# TRAVAIL À FAIRE:
1/ Les affirmations (a), (b) et (c) ci-dessous concordent-elles avec le fil de discussion sur Boot Camp ? Pour chacune, répondez par oui ou par non en citant les mots décisifs du texte.
(a) La clé utilisée au départ est une clé USB 2.0 de 32 Go.
(b) Après le passage à la table de partition GUID, la création de la clé a réussi.
(c) Locke garantit que le choix de la table de partition GUID réglera le problème.
2/ Dans le fil de discussion sur Boot Camp, recopiez le passage qui va de « Ça bloque à » jusqu'à « sur le disque. » en remplaçant « insuffisant » par « trop faible ».

# BootCamp Espace disque insuffisant



## sbstndrn (31 Mars 2020)

Bonjour à tous, 

Tout d'abord, désolé pour le sujet redondant mais je n'ai pas trouver mon bonheur dans les multiples lectures que k'ai pu faire sur le forum.
Merci Locke pour son investissement mais je reste bloquer.

J'essai en vain d'installer une copie de Windows 10 via Boot Camp.
J'ai bien télécharger le fichier ISO sur le site de microsoft : Win10_1909_French_x64.iso
Je branche une clé USB 2.0 de 32Go (formater en FAT32, partition MBR) et lance les opérations via l'assistant Boot Camp. 
Je laisse tout de cocher. 
Le processus commence, je sélectionne l'ISO, ma clé USB....
Le formatage s'exécute avec succès.. Place à la copie des fichier Windows... et la c'est le drame. 

Ça bloque à la moitié... Pour finalement m'annoncer "Impossible de créer votre disque USB démarrage. L'espace disponible est insuffisant sur le disque.

Pouvez vous m'aider stp ? 

A propos de mon mac :

iMac 21,5 fin 2013
Processeur 2,7Ghz Core i5
Mémoire 8Go 1600 MHz DDR3
OS High Sierra 10.13.6

Un tout grand merci par avance.


----------



## Locke (31 Mars 2020)

sbstndrn a dit:


> Je branche une clé USB 2.0 de 32Go (formater en FAT32, partition MBR)


C'est un peu vieux pour moi l'utilisation d'une clé USB, mais il semble qu'il serait souhaitable que ce soit plutôt une clé USB en 3.0. Recommence avec ta clé USB 2.0 mais en choisissant Table de partition GUID, mais je ne garantis rien.


----------



## sbstndrn (31 Mars 2020)

Locke a dit:


> C'est un peu vieux pour moi l'utilisation d'une clé USB, mais il semble qu'il serait souhaitable que ce soit plutôt une clé USB en 3.0. Recommence avec ta clé USB 2.0 mais en choisissant Table de partition GUID, mais je ne garantis rien.



Merci de ta réponse.
Je viens de réessayer en formatant et en choisissant la table de partition GUID.... Même résultat


----------



## Locke (31 Mars 2020)

sbstndrn a dit:


> Je viens de réessayer en formatant et en choisissant la table de partition GUID.... Même résultat


Je ne vois pas et Apple ne dit pas grand chose... https://support.apple.com/fr-fr/HT206202 ...de plus je ne connais pas tout et jamais je n'ai rencontré un tel message, là je sèche !


----------



## staind06 (5 Novembre 2020)

sbstndrn a dit:


> Merci de ta réponse.
> Je viens de réessayer en formatant et en choisissant la table de partition GUID.... Même résultat


bonjour , ece que tu a trouver la solution car jai exactement le meme probleme


----------

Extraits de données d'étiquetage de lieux
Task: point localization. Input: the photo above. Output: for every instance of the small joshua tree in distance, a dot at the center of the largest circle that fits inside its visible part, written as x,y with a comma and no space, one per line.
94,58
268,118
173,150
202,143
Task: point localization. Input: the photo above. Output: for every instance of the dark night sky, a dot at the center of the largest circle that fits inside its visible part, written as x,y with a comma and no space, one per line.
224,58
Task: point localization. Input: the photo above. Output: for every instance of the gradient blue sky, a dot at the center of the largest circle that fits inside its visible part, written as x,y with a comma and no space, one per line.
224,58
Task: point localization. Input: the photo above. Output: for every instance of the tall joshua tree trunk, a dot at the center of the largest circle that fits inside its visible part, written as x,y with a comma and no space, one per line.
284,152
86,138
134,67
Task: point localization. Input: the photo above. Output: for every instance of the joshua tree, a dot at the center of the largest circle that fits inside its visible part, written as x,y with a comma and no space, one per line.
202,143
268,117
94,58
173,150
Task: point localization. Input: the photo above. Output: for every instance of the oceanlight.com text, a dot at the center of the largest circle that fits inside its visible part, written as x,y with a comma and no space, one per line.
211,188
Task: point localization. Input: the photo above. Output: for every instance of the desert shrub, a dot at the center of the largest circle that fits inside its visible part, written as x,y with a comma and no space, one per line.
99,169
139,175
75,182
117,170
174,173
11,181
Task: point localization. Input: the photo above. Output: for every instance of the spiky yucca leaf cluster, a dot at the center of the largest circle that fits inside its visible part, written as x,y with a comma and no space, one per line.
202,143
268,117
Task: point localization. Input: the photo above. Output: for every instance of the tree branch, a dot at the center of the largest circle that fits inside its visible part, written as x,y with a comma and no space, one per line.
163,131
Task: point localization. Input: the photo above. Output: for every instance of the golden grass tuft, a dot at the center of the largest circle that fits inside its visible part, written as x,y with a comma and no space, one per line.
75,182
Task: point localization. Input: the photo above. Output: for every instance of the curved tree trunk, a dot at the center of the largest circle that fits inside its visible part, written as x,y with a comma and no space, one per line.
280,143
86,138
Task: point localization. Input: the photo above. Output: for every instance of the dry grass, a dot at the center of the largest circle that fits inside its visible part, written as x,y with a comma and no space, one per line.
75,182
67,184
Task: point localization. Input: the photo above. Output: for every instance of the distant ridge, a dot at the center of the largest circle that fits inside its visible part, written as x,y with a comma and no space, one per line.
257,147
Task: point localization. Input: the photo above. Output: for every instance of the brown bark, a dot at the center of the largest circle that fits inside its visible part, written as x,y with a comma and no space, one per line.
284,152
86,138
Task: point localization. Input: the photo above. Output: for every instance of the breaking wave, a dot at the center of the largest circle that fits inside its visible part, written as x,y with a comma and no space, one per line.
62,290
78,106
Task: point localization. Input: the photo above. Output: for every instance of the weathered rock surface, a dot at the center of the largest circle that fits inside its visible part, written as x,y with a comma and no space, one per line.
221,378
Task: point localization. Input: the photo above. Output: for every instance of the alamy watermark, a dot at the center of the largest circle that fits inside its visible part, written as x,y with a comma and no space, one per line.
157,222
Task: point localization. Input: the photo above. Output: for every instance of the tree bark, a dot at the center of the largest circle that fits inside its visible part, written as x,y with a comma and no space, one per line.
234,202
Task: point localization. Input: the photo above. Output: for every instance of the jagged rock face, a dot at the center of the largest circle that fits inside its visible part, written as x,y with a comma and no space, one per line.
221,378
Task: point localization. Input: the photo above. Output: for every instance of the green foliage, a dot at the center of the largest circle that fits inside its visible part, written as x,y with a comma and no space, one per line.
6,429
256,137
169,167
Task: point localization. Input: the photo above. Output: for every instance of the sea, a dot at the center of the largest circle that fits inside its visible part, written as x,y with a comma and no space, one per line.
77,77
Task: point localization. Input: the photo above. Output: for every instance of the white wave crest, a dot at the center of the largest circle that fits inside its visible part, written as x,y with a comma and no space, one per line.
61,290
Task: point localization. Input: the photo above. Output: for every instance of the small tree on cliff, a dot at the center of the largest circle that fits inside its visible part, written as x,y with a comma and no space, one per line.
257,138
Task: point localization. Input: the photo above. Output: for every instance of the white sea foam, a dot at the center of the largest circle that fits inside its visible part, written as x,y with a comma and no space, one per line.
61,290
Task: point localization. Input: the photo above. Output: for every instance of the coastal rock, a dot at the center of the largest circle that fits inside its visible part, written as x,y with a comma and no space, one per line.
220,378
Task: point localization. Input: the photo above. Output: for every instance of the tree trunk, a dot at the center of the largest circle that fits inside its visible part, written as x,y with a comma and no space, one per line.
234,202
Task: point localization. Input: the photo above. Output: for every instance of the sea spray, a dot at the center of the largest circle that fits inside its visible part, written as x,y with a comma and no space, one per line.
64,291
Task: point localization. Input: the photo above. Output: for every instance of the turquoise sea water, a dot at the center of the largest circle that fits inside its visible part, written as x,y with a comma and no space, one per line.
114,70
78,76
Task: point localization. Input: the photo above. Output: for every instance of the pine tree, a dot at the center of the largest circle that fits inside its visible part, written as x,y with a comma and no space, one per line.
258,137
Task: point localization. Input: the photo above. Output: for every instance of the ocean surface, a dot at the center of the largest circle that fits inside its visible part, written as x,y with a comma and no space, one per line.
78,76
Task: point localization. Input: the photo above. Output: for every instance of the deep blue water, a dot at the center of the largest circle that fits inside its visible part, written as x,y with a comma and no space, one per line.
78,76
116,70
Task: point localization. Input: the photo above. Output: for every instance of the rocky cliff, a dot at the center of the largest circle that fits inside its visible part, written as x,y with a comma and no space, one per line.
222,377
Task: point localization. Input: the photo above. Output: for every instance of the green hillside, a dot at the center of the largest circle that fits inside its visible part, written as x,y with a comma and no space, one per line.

# RÉPONSES PAR TÂCHE:
1/
(a) Oui : « une clé USB 2.0 de 32Go ».
(b) Non : « Même résultat ».
(c) Non : « mais je ne garantis rien ».

2/
Ça bloque à la moitié... Pour finalement m'annoncer "Impossible de créer votre disque USB démarrage. L'espace disponible est trop faible sur le disque.